§ **YOUR GOAL**:
Copy out each line featuring the string "below" from the entries beneath.

Segment Start: PROVIDED DATA

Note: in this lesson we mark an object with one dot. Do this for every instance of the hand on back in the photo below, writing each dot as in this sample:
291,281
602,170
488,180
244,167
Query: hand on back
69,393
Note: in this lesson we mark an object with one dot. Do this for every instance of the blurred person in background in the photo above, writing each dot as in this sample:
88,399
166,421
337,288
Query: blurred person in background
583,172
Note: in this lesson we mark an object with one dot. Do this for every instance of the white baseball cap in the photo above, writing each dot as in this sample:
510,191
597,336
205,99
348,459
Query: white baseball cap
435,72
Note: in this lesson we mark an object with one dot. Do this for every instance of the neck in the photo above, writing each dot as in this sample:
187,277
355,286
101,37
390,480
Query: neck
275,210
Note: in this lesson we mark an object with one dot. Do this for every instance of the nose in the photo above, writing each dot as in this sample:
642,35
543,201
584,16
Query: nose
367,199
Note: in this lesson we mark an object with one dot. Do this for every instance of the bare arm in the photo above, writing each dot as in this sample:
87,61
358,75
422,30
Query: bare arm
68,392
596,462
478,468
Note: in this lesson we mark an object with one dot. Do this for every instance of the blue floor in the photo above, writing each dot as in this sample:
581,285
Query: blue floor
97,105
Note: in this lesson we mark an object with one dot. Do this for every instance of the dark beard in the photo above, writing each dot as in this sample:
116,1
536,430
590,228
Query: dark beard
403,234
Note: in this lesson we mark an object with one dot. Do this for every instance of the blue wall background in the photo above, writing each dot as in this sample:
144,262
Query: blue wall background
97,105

Segment End: PROVIDED DATA
Segment Start: PROVIDED DATA

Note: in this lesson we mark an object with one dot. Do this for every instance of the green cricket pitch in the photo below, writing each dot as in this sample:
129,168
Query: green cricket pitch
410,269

Segment End: PROVIDED DATA
Segment Start: PROVIDED DATA

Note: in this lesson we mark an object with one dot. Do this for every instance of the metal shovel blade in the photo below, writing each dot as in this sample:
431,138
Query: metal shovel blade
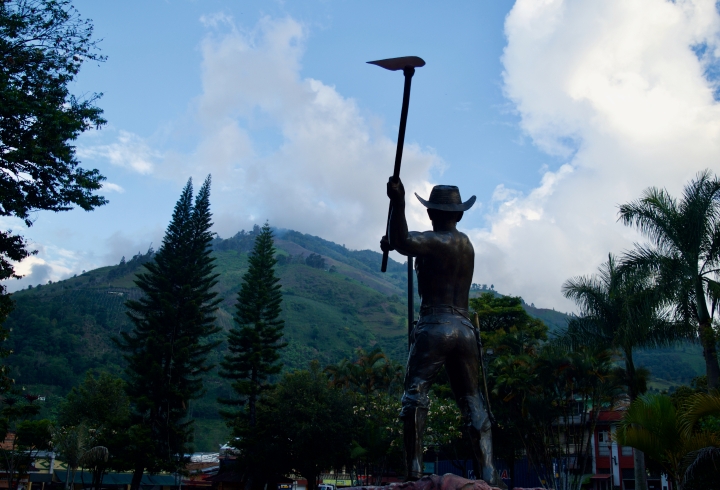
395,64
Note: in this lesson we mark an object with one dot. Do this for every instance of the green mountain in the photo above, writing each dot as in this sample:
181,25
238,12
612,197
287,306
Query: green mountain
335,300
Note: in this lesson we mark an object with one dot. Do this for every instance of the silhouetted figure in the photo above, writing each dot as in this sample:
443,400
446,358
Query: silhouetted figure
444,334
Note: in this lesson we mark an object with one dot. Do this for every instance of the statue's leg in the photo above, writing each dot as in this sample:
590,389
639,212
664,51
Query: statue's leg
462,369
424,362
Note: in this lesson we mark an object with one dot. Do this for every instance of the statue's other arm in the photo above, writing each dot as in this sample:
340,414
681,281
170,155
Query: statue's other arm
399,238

Segment End: PROVIDED DATA

§ **EXERCISE SOLUTION**:
Note: in this lesson we mark an object with one dot. Do this for every instance of the hand on back in the photo below, writing each dot as in this sample:
Note: in this lesson we mark an object with one dot. Do this for every instance of the green cricket pitch in the photo below, writing each dot as in this sample:
Note: in this lesson we mark an object with one dot. Do this for every instance of the metal shovel blade in the photo below, writing each dot as in this sample:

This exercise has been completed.